◆ Directions: Please set down every entry below exactly as given.

◆ Records for the task:

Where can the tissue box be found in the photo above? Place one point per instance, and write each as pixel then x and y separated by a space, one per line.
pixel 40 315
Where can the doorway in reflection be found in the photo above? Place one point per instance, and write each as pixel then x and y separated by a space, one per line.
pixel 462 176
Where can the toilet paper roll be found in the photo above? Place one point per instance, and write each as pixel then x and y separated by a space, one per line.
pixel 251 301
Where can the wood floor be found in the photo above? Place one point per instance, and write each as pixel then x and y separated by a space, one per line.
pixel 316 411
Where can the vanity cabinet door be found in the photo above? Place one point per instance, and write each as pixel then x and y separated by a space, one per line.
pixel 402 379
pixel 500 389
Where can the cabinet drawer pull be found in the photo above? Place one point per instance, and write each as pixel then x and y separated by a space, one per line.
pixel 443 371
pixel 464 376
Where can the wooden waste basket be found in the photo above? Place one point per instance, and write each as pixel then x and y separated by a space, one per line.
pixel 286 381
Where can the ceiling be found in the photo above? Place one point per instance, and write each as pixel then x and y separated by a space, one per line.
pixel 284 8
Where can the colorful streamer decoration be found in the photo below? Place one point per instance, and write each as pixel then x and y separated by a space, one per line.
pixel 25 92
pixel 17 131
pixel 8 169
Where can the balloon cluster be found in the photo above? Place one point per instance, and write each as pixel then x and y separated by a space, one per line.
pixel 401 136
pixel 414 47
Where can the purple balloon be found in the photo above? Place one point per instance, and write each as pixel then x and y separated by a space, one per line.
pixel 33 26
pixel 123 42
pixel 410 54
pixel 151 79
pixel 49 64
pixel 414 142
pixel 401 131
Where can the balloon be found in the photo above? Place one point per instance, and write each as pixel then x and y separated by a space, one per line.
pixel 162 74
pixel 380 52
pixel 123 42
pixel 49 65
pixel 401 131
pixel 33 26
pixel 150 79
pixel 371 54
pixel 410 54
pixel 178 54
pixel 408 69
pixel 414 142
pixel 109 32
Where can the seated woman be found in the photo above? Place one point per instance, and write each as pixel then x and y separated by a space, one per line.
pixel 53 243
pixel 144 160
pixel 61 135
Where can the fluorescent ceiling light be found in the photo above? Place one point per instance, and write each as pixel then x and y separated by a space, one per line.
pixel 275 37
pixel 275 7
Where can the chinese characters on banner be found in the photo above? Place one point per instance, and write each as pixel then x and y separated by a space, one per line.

◆ Reply to the task:
Where can the tissue box be found in the photo above? Place one point per instance, and write each as pixel then x and y separated by a space, one per line.
pixel 40 315
Where can the doorway in reflection be found in the photo above? Place one point per instance, and write each as pixel then x and y separated by a space, one per line.
pixel 462 176
Where can the toilet paper roll be found in the photo above? Place one point per instance, and write each as pixel then x and y separated by a space, one per line.
pixel 251 301
Where can the wood floor be found in the photo above? Place one point per instance, and write each as pixel then x and y separated by a space, one per line.
pixel 316 411
Where can the vanity cabinet door be found in the photo above? Place one point per instance, and write each as pixel then x and y separated by a space, one per line.
pixel 402 379
pixel 500 389
Where can the cabinet drawer pull be found in the photo above? Place one point per instance, and write each as pixel then x and y separated by a space, one per line.
pixel 443 371
pixel 464 376
Where can the wooden waste basket be found in the photo above? Place one point per instance, and write each as pixel then x and y separated by a space, one per line.
pixel 286 381
Where can the ceiling be found in the photo above? Place one point per instance, and write each as pixel then x and y separated by a space, one per line.
pixel 284 8
Where can the colorful streamer decoration be found in the photo below? Place one point per instance, and write each as pixel then x and y separated by a space, one per line.
pixel 25 92
pixel 17 131
pixel 8 169
Where can the balloon cluster be found in the photo above? Place one point per instance, and write each as pixel then x and y separated by a space, one per line.
pixel 401 136
pixel 414 47
Where can the purple balloon be found in the photo above? Place one point per instance, and write each as pixel then x and y separated by a space, one per line.
pixel 33 26
pixel 123 42
pixel 410 54
pixel 151 79
pixel 49 64
pixel 414 142
pixel 401 131
Where can the balloon be found in the photo above? Place one point per instance, and write each as pixel then x and y separated by a space, one per line.
pixel 162 74
pixel 380 52
pixel 123 42
pixel 49 65
pixel 401 131
pixel 33 26
pixel 150 79
pixel 371 54
pixel 410 54
pixel 178 54
pixel 408 69
pixel 414 142
pixel 109 32
Where can the seated woman be found in the photo above? Place one point per instance, and write each as pixel then x and y separated by a space, one per line.
pixel 53 243
pixel 144 160
pixel 61 135
Where can the fluorescent ceiling light be found in the photo above? Place one point per instance, and write each as pixel then x and y separated by a space, one per line.
pixel 275 37
pixel 275 7
Where can the chinese characters on banner be found in the photo above? Place one point per instance, and write each as pixel then x and y separated by a space, one per line.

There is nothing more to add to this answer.